**What you are asked to do**
Sort through the data and copy the lines holding the word "below".

[Source records]
-=-=-

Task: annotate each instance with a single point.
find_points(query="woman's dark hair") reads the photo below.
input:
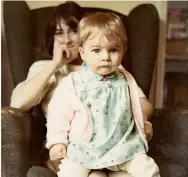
(71, 13)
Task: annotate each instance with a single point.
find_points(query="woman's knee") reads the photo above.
(97, 173)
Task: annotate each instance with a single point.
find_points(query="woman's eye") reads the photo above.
(73, 31)
(113, 50)
(58, 32)
(96, 50)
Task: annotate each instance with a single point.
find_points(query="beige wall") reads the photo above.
(125, 7)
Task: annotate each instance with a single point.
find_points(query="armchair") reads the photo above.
(23, 133)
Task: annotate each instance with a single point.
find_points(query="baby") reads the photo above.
(95, 118)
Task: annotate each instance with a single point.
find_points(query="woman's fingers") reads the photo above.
(66, 52)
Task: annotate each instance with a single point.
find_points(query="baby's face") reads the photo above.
(101, 55)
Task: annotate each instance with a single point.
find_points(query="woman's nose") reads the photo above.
(66, 39)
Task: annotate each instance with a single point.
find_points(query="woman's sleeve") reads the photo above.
(59, 117)
(140, 93)
(33, 71)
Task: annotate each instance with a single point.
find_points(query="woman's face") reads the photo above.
(69, 37)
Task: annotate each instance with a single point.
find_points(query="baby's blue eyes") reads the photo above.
(60, 32)
(96, 50)
(113, 50)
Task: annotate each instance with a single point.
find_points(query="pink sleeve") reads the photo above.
(59, 117)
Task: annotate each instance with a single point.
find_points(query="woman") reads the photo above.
(44, 76)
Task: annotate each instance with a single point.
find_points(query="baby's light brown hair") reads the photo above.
(108, 24)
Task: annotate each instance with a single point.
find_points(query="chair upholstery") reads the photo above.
(24, 41)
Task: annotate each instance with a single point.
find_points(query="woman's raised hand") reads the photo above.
(57, 152)
(61, 54)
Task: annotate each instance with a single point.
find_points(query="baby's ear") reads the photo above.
(81, 51)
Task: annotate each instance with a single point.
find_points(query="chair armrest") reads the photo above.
(15, 129)
(170, 138)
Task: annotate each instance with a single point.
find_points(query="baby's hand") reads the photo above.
(148, 130)
(57, 152)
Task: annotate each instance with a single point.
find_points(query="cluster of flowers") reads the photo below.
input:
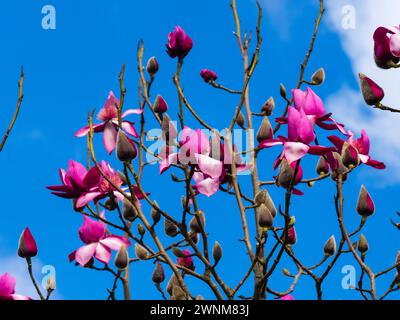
(209, 158)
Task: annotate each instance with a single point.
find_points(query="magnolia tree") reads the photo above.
(121, 218)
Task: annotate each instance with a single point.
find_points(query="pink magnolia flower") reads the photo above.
(314, 108)
(27, 247)
(287, 297)
(387, 46)
(98, 244)
(208, 75)
(84, 186)
(75, 181)
(179, 43)
(300, 136)
(187, 260)
(292, 236)
(191, 142)
(103, 187)
(211, 171)
(109, 117)
(362, 145)
(7, 288)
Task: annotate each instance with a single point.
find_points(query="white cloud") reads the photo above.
(347, 104)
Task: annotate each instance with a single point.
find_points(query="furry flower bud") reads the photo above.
(160, 105)
(363, 244)
(318, 76)
(372, 93)
(197, 223)
(240, 120)
(27, 247)
(208, 75)
(322, 166)
(121, 259)
(265, 131)
(170, 228)
(158, 275)
(268, 107)
(152, 66)
(265, 218)
(128, 210)
(217, 252)
(141, 252)
(330, 246)
(126, 149)
(365, 204)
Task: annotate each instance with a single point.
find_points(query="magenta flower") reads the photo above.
(7, 289)
(179, 43)
(103, 187)
(27, 247)
(98, 244)
(292, 236)
(209, 176)
(387, 46)
(314, 108)
(372, 93)
(109, 117)
(287, 297)
(187, 260)
(75, 181)
(208, 75)
(362, 146)
(300, 136)
(191, 142)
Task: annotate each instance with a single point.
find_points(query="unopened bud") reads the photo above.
(197, 223)
(128, 210)
(282, 91)
(158, 275)
(217, 252)
(340, 168)
(268, 107)
(155, 214)
(168, 128)
(178, 293)
(141, 230)
(265, 131)
(27, 247)
(330, 246)
(240, 120)
(51, 284)
(170, 228)
(141, 252)
(285, 175)
(363, 244)
(265, 218)
(286, 272)
(292, 236)
(126, 149)
(160, 106)
(178, 252)
(372, 93)
(121, 260)
(349, 156)
(365, 204)
(318, 76)
(260, 197)
(322, 166)
(111, 204)
(152, 66)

-=-=-

**Result of this exercise**
find_points(query="woman's dark hair") reads the photo below.
find_points(query="cluster of flowers") reads the photo below.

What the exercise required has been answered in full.